[Records]

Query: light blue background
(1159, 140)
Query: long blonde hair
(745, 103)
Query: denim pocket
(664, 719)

[Exercise objective] Write out all the data again, exactly as it appears.

[Correct result]
Query: light blue background
(1159, 140)
Query: long blonde hair
(745, 103)
Query: denim pocket
(664, 719)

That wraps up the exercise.